§ Exercise prompt:
Answer these questions using the article below on the UCD Students' Union and the Covid-19 Assessment Guidelines.
1. Who denied the request to extend the Covid-19 Assessment Guidelines?
2. Which three campaigns does Anderson name as ones that did materialise?
3. Which policy does Anderson advise students to engage with?

A lack of student support and anger around the ‘No Detriment policy’ is the reason the University College Dublin Students’ Union (UCD SU) will no longer push for the Covid-19 Assessment Guidelines to be extended into this exam season, according to SU President Conor Anderson.

It was announced last month that the Covid-19 Assessment Guidelines will not be extended into the current academic year. Despite the support of the ‘No Detriment Policy’ Facebook group, the UCD SU have been unsuccessful in getting the guidelines renewed.

“We’ve given up in the sense that, we have brought the request to the University for the Covid-19 Assessment Guidelines to be extended, and the university has denied that request,” Anderson told The College Tribune. “That’s the extent of our power when it comes to this topic. If we had more time, and if there were a lot more students active about this than there are, there might be more we could do, but at this point, that’s about it.”

While he knows that many students actively wanted the ‘No Detriment’ policy to be renewed, Anderson has acknowledged that there has not been as much renewed support for the policy as there was in the first campaign.

“It’s less that there was a cessation of existing campaigns, as it is that a new campaign for this term never materialised,” Anderson said. “You can compare this to the GEM, Smurfit, and nursing campaigns, which obviously did materialise and actually gained a ton of steam (and currently pose a distinct threat to university management).”

Anderson suggested that there has been much less engagement with calls for involvement in a campaign to renew the Covid-19 Assessment Guidelines. “I can’t say exactly why student anger didn’t coalesce around No Detriment; it likely has to do with disillusionment with last trimester’s policy and burnout from people who put a ton of effort into the old campaign,” Anderson said. “I tried the same things around No Detriment (calls on Facebook, scheduling town hall discussions, etc.) as I did with the other campaigns, and the results are basically as you can see [nothing has happened].”

With exams fast approaching, and many students already stuck into deadlines for continuous assessments, Anderson has advised that students should make use of the Extenuating Circumstances Policy, which requires students to request leniency from their lecturers for specific circumstances.

“My message to students still is, and has been for a while, that the best thing to do is engage with the Extenuating Circumstances Policy sooner rather than later,” Anderson said, “and to organise on the course/program level if many students are struggling. When students have come to me with complaints about a specific module, we have been able to get those problems more or less addressed at the local level by involving head of teaching and learning, etc.”

This policy, much like the original ‘No Disadvantage’ policy, is advisory, rather than mandatory, and as such lecturers may apply them differently, or not at all.

§ Data section:
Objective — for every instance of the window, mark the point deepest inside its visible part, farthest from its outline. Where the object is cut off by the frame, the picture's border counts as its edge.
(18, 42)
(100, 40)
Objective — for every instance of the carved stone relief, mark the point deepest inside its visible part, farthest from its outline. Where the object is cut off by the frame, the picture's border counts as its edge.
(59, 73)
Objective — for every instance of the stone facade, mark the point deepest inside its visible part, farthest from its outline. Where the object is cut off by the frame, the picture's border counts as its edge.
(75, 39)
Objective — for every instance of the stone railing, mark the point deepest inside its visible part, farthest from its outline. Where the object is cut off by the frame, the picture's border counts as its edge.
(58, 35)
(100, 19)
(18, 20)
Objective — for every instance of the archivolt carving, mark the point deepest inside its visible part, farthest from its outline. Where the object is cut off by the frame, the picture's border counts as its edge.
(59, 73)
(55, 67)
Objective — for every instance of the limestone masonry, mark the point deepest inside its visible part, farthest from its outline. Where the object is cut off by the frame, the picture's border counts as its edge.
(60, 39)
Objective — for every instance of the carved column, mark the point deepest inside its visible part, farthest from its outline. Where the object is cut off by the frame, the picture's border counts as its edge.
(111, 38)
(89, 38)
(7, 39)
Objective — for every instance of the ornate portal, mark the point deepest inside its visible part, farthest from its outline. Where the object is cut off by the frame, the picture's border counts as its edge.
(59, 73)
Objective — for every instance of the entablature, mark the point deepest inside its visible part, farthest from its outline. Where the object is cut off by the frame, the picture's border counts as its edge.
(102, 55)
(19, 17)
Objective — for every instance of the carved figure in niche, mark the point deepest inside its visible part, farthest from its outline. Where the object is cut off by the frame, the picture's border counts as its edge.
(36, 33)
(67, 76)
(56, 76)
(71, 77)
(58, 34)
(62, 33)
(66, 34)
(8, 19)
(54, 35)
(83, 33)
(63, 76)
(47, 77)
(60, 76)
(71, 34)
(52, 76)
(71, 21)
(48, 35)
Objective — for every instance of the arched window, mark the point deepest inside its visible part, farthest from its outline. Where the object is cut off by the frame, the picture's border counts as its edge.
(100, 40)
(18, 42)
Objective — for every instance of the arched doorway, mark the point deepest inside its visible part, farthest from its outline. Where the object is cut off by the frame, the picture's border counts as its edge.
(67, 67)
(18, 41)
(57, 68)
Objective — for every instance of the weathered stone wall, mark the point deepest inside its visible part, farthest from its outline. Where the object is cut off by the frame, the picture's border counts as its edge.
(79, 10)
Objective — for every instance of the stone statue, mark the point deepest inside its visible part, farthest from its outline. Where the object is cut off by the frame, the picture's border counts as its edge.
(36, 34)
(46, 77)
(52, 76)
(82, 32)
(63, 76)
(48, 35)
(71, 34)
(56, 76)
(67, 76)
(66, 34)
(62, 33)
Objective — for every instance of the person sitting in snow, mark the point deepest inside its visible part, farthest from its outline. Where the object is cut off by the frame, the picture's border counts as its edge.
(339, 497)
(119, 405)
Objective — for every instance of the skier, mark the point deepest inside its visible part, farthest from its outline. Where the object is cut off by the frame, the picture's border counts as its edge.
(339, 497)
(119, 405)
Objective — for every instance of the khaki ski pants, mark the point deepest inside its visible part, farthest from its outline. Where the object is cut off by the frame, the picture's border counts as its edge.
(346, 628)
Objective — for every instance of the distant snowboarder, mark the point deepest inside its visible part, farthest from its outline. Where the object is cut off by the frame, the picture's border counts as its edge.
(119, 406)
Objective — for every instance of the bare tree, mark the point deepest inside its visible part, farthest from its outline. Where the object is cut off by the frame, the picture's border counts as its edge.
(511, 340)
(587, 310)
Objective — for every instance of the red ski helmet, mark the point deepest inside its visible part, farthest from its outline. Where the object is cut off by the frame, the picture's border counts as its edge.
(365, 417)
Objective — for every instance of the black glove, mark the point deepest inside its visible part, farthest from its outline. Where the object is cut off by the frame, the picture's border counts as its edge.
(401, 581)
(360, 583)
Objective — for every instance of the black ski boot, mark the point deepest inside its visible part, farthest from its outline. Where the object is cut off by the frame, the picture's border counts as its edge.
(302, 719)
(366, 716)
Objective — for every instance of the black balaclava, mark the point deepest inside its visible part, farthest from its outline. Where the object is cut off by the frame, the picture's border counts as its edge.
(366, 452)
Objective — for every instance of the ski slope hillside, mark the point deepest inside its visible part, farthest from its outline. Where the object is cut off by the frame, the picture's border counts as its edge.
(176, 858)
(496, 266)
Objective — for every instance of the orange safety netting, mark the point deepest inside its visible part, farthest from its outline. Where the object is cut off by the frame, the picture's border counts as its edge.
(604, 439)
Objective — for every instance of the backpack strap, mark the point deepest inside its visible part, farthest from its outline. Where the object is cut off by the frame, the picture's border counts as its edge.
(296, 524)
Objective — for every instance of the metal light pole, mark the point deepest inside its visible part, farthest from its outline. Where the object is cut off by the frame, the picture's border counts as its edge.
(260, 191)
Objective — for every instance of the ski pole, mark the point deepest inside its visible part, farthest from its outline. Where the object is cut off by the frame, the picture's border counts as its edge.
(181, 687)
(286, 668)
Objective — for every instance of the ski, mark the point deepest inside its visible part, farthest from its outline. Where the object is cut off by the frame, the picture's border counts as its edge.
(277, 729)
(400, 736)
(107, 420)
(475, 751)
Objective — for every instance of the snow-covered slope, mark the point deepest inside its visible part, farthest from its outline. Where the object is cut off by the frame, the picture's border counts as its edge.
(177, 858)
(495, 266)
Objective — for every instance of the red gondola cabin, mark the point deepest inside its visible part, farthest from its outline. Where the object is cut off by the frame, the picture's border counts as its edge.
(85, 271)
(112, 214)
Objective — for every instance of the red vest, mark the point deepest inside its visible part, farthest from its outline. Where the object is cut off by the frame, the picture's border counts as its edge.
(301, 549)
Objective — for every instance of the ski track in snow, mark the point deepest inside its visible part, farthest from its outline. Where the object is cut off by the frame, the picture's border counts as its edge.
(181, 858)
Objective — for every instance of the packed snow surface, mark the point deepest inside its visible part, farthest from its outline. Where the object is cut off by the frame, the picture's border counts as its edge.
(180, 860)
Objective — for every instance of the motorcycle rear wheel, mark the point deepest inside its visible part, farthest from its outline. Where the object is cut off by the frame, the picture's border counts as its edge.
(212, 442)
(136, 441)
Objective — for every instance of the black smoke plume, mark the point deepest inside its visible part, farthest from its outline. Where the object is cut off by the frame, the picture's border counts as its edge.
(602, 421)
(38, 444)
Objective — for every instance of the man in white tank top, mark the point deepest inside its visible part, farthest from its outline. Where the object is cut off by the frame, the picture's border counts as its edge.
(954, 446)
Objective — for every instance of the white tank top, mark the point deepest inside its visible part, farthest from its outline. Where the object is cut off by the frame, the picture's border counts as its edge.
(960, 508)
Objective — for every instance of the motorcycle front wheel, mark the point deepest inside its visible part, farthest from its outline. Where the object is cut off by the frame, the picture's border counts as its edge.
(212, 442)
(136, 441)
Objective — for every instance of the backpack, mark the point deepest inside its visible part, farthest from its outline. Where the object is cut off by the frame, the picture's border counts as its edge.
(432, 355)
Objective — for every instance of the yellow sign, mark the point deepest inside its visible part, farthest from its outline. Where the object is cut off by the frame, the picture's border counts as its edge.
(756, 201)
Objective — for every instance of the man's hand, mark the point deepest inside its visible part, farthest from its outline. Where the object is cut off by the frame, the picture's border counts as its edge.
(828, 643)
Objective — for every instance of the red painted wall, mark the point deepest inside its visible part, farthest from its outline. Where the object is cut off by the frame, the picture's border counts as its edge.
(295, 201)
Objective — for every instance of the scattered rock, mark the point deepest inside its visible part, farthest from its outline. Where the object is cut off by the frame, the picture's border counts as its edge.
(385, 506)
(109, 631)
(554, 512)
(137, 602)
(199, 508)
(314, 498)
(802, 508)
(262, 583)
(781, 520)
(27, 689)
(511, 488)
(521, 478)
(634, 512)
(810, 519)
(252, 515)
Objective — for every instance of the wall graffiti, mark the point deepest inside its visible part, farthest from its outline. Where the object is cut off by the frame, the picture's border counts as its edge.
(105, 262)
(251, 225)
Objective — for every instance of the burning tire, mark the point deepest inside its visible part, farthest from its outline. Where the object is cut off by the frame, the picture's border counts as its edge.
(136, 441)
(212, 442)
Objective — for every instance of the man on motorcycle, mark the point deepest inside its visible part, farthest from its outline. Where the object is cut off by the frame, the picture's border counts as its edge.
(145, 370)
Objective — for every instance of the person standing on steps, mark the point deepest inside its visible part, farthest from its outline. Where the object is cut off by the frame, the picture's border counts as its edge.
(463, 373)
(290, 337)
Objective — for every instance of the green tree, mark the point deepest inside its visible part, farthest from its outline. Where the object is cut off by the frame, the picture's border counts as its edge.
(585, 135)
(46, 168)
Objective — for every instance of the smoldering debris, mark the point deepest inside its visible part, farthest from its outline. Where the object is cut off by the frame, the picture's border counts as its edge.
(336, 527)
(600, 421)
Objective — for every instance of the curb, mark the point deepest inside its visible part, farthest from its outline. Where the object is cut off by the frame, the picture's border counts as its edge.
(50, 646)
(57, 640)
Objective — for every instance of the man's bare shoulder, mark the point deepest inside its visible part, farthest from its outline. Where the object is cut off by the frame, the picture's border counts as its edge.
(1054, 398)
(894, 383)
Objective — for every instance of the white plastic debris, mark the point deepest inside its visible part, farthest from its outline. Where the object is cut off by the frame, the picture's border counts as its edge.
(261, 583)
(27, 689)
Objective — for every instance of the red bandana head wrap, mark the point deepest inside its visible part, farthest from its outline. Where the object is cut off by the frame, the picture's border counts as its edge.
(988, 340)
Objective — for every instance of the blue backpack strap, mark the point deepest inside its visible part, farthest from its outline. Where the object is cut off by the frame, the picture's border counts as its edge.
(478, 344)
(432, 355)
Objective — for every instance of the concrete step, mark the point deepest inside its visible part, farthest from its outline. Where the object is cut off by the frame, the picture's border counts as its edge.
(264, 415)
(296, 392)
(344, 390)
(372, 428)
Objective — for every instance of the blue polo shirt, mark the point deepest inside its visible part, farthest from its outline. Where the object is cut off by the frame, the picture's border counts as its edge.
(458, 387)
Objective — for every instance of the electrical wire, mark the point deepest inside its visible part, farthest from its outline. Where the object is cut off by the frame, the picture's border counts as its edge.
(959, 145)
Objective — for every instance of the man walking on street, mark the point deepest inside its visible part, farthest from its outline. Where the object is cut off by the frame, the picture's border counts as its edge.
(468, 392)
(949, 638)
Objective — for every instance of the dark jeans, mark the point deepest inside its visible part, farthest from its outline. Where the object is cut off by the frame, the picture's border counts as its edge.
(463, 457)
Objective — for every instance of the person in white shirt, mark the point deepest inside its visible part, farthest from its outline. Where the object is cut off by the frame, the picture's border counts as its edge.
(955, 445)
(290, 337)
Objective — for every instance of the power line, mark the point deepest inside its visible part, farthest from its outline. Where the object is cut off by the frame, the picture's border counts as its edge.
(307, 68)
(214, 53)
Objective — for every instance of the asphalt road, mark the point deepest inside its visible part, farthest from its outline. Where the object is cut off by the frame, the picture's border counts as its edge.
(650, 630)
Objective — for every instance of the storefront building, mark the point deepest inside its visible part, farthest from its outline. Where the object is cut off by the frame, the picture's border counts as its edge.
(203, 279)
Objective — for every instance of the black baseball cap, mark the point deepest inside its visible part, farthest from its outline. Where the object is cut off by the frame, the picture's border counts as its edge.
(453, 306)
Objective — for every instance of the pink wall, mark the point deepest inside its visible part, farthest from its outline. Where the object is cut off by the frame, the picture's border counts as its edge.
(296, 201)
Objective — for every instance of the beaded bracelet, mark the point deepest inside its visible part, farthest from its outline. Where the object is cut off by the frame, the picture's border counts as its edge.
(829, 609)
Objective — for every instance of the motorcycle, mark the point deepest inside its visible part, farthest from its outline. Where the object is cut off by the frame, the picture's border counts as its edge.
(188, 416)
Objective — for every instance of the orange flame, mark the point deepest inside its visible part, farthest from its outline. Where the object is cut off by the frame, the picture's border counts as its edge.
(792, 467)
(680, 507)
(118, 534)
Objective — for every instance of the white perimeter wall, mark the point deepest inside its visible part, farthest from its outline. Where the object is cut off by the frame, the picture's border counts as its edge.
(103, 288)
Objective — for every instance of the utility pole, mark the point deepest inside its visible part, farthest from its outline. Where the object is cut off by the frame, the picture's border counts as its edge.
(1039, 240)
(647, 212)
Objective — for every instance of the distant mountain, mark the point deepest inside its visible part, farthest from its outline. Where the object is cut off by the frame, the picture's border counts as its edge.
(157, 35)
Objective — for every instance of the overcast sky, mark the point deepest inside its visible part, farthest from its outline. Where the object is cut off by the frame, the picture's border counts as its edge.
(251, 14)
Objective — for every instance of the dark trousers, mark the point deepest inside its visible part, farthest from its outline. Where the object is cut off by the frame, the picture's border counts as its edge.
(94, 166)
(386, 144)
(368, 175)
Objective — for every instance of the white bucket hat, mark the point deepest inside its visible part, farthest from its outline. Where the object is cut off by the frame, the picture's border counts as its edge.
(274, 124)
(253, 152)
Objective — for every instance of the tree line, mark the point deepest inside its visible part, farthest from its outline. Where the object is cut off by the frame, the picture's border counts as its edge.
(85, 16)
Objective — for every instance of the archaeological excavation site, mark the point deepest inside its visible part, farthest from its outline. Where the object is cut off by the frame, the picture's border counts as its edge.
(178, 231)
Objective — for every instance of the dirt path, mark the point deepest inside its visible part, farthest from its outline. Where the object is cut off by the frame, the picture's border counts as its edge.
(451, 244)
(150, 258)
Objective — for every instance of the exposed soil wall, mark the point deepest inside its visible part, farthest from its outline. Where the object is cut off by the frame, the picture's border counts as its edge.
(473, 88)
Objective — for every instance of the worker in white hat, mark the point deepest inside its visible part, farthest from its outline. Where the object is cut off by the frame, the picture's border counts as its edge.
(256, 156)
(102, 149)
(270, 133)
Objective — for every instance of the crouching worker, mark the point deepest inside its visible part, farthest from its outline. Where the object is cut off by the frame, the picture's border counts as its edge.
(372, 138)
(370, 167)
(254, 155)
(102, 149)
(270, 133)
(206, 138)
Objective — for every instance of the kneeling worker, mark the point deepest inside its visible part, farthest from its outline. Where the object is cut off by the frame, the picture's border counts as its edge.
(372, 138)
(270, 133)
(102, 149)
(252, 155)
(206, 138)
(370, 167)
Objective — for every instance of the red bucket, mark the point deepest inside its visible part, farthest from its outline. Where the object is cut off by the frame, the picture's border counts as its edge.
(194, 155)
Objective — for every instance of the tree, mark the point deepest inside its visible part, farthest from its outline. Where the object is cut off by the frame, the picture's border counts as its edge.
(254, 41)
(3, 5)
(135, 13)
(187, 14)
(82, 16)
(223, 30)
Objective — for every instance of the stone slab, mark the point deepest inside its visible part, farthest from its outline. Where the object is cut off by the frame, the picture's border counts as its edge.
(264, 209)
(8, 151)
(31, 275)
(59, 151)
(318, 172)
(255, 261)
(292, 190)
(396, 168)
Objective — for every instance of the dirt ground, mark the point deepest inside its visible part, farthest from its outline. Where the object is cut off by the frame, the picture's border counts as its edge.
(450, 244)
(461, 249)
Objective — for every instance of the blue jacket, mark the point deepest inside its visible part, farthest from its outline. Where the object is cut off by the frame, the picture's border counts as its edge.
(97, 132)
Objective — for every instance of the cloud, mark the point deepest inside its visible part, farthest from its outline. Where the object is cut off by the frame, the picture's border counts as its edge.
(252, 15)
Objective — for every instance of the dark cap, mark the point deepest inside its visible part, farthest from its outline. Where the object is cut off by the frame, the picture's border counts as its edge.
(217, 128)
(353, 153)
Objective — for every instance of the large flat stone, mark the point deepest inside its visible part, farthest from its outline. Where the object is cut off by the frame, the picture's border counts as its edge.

§ Answer for this exercise:
1. The university denied the request.
2. The GEM, Smurfit, and nursing campaigns.
3. The Extenuating Circumstances Policy.